- Records taken from a dataset:
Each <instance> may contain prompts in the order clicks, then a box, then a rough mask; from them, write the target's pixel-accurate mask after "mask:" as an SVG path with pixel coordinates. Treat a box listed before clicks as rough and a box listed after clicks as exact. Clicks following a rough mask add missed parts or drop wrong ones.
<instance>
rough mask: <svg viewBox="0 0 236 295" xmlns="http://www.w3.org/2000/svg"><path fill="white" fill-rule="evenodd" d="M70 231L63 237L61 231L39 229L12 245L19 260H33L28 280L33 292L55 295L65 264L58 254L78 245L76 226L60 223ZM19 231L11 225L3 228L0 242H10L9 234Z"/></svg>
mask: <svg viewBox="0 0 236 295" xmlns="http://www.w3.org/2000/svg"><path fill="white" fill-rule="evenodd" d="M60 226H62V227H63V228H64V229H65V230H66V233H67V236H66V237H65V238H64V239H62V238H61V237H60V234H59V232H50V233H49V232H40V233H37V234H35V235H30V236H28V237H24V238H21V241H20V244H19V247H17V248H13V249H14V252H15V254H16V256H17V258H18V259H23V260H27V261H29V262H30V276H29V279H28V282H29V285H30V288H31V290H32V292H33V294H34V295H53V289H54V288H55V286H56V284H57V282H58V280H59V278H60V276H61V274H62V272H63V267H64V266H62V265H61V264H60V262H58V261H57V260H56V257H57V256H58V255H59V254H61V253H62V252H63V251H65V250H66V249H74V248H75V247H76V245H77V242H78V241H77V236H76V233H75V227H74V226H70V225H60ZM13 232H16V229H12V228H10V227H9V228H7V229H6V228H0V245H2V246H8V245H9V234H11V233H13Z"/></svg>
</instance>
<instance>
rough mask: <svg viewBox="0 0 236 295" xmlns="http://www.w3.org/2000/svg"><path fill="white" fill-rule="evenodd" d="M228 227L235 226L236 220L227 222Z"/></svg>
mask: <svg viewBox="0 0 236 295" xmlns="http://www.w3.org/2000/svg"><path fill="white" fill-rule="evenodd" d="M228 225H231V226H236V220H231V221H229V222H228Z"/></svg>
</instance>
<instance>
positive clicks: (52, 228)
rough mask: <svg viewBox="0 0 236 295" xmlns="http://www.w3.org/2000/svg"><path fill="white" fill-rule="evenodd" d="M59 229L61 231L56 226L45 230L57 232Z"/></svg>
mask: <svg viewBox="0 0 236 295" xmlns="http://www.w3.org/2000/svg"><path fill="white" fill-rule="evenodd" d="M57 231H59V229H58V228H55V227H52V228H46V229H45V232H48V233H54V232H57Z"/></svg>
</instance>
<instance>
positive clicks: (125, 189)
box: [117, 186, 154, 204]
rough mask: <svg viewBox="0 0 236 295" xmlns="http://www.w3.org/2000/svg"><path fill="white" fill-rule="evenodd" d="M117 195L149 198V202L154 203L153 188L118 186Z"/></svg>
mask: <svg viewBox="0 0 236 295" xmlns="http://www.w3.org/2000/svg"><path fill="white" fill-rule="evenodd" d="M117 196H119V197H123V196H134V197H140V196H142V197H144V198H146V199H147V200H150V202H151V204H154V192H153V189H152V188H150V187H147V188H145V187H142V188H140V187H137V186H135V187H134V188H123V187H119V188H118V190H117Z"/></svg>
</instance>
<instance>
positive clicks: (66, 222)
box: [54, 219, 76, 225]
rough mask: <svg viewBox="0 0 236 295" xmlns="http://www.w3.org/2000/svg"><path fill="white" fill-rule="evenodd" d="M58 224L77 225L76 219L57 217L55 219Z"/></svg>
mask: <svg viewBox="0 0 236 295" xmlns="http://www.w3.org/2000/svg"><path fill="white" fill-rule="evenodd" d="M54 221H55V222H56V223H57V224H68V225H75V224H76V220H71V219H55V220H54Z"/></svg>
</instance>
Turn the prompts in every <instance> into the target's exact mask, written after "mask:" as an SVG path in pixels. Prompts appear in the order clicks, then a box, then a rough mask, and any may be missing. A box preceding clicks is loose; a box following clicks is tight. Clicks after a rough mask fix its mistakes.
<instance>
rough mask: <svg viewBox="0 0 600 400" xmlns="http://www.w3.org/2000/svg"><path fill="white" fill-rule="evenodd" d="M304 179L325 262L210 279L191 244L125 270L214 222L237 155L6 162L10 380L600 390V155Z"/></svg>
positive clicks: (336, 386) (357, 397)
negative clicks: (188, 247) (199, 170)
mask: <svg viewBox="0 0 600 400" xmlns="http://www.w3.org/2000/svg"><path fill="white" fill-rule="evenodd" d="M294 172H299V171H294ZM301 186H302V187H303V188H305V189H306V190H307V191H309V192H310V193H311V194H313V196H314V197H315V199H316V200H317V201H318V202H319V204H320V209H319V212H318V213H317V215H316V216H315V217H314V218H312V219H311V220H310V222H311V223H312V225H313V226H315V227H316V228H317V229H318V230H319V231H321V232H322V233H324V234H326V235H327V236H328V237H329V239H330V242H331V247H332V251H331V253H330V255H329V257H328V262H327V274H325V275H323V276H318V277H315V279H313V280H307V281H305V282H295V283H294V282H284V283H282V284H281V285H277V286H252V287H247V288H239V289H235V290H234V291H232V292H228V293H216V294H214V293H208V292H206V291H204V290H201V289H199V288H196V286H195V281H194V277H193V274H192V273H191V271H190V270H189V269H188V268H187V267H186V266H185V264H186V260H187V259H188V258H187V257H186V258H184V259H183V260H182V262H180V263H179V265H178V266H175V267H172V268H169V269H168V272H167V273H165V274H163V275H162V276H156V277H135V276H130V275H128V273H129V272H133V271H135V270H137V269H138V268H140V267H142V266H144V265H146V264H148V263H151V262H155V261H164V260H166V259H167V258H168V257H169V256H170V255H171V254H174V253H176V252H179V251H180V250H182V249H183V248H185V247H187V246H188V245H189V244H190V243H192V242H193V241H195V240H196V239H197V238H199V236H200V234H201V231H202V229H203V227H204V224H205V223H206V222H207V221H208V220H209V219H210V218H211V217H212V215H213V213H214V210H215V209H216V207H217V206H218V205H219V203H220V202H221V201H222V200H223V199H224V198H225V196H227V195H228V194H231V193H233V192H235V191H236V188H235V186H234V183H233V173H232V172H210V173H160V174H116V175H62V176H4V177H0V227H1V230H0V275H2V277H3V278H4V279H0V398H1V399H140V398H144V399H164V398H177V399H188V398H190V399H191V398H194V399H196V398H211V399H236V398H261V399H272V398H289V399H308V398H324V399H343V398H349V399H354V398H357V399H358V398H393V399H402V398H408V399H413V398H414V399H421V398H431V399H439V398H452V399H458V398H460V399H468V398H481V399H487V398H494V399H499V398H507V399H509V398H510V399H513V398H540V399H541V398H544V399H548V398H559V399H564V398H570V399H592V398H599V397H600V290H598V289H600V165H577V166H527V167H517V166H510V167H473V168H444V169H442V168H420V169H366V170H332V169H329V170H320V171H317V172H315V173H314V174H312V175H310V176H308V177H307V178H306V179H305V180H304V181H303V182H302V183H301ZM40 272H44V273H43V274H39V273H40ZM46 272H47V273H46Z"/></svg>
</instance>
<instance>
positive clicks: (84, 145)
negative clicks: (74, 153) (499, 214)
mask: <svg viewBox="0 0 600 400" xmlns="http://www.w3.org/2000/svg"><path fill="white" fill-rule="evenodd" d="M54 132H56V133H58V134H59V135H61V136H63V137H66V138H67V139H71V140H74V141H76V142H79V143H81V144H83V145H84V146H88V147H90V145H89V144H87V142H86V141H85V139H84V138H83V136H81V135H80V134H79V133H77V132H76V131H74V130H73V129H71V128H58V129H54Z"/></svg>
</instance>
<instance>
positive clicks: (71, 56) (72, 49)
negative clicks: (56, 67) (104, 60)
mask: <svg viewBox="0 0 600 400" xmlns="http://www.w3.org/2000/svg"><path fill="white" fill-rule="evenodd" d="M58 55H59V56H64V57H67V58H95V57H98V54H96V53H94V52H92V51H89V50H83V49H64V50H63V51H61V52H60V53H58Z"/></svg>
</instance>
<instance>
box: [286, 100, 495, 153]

- WHAT IS NEEDED: State only how many of the lines above contain the word "then", treating uppercase and lowercase letters as distinct.

- TASK RESULT: 2